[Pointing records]
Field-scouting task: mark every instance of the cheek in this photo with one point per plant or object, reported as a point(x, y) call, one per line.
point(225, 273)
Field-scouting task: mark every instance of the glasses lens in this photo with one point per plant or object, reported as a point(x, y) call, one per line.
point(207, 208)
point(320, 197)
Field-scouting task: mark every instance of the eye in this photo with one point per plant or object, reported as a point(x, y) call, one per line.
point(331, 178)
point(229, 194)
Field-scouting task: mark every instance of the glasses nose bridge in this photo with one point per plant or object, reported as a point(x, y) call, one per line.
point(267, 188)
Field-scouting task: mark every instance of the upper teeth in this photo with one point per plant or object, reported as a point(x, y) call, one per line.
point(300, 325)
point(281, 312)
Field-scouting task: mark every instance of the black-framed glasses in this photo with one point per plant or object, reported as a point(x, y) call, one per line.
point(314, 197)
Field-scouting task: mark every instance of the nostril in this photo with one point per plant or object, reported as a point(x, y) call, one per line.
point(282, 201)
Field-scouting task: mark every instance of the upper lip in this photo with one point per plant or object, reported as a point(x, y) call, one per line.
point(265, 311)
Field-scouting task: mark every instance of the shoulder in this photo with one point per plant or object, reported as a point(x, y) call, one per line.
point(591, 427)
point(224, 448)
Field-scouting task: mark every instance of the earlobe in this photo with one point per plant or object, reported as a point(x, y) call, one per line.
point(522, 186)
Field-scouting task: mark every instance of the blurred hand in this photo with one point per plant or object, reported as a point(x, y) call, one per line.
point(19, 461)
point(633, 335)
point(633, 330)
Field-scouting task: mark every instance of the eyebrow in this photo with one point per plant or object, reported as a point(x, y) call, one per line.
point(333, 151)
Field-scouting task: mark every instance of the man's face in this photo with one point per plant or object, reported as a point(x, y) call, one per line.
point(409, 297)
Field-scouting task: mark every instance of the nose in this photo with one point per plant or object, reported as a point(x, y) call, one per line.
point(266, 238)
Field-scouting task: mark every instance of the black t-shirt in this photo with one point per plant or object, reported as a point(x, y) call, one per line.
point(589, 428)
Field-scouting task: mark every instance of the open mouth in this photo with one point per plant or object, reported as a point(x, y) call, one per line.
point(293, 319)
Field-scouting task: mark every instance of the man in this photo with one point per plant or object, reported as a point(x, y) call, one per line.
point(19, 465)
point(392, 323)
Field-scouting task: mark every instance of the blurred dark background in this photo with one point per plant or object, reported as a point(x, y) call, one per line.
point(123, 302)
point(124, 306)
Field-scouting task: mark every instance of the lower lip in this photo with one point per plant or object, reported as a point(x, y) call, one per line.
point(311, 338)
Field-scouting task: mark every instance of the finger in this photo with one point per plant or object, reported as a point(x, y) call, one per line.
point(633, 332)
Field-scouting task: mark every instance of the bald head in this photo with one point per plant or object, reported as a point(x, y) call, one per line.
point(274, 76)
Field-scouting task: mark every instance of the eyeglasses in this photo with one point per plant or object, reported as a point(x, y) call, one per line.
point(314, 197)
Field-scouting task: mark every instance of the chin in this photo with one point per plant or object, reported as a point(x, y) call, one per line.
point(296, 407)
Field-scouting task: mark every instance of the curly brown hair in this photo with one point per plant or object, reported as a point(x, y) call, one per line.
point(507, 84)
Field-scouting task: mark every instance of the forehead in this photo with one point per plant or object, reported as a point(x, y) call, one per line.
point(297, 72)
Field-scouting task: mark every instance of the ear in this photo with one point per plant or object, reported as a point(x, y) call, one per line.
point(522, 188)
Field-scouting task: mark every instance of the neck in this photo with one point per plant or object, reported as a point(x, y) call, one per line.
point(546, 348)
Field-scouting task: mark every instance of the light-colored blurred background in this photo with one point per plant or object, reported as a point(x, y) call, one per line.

### INSTRUCTIONS FOR THE TASK
Return all of the records above verbatim, line for line, with no changes.

### SOLUTION TO THE PROBLEM
Field-scouting task: mark every instance of the cheek in this photo with one point per plant or object, reported as a point(x, y) call, one per line.
point(225, 273)
Field-scouting task: mark every instance of the glasses lens in this photo with one point per plant or object, reported as a point(x, y) call, one per line.
point(207, 208)
point(320, 197)
Field-scouting task: mark every instance of the eye in this photo with one point per plant or object, reported as a point(x, y) call, one per line.
point(331, 178)
point(229, 194)
Field-scouting task: mark every instance of the glasses nose bridge in this photo with one point per plant or object, reported as a point(x, y) call, one per line.
point(267, 188)
Field-scouting task: mark every instance of the upper teeth in this photo with one point per plant or object, reported as a point(x, y) call, one per line.
point(300, 325)
point(281, 312)
Field-scouting task: mark every instance of the black-framed glasses in this photo with one point per plant or object, reported as a point(x, y) call, one per line.
point(314, 197)
Field-scouting task: mark every instance of the nostril in this photo with one point per plant or object, reported as a point(x, y) call, one per line.
point(282, 201)
Field-scouting task: mark every instance of the upper lip in this photo with one point per plant or object, reported as a point(x, y) call, one per line.
point(265, 311)
Field-scouting task: mark every instance of the shoulder in this photo with one point per plant or object, reported as a point(x, y) call, one per line.
point(591, 427)
point(224, 448)
Field-scouting task: mark every instance of the earlobe in this photo with one point per plant or object, reported as a point(x, y) call, one per line.
point(522, 186)
Field-scouting task: mark every instance of the blurred hand in this photo with one point per plant or object, reported as a point(x, y) call, one per line.
point(19, 461)
point(633, 335)
point(633, 330)
Field-scouting task: mark every instance of the eyebrow in this photo with one point per plant or object, reported as a point(x, y) call, one per line.
point(333, 151)
Field-scouting task: mark every instance of the man's face in this photo with one point per plant or object, reported as a point(x, y) call, one per line.
point(409, 297)
Field-scouting task: mark every instance of the nose in this photo with one point per plant or object, reported as a point(x, y) call, one per line.
point(266, 238)
Field-scouting task: mark every instance of the black t-shirt in this photo with one point per plant or object, reported as a point(x, y) call, one per line.
point(589, 428)
Field-scouting task: mark every instance of the open mouth in this photo with one point per plant or object, reported as a point(x, y) call, one per line.
point(293, 319)
Field-scouting task: mark every instance of the man in this photo with one point per plant or object, reported as a point(x, y) call, one per line.
point(19, 465)
point(392, 323)
Field-scouting task: mark every instance of the blurred dark background in this photo with one point per plant or object, reported as a point(x, y) call, one per line.
point(123, 302)
point(124, 306)
Field-scouting task: mark every instance of the lower lip in this photo with one point per plant or object, reported as a point(x, y) call, one per line.
point(311, 338)
Field-scouting task: mark every instance of the finger in this photo with one point per plant or object, reported as a point(x, y) call, one per line.
point(633, 332)
Field-scouting task: mark every instance of the bald head in this photo with one point per plant or object, reported as a point(x, y) call, one per line.
point(274, 76)
Field-scouting task: mark every instance of the eyeglasses in this photo with one point per plant or object, reported as a point(x, y) call, one per line.
point(314, 197)
Field-scouting task: mark every instance of the chin in this photo with one point per plant or object, reported as a point(x, y) call, one per line.
point(296, 407)
Field-scouting task: mark every instance of the curly brown hair in this photo with one point per plant or object, reported as a point(x, y) call, one per line.
point(507, 84)
Field-scouting task: mark every instance of the forehead in this photo with one point per plant or object, reported as a point(x, y) call, one per line.
point(297, 72)
Field-scouting task: mark every instance of the ear in this photo with one point per plant or object, reported as a point(x, y) call, one per line.
point(522, 188)
Field-scouting task: mark every instance of the neck in this photo with one point per plant or object, reported as a point(x, y) call, one per line.
point(546, 348)
Field-scouting task: mark every instance of the light-colored blurred background in this photo with one point per plant or object, reported as a point(x, y) call, one per line.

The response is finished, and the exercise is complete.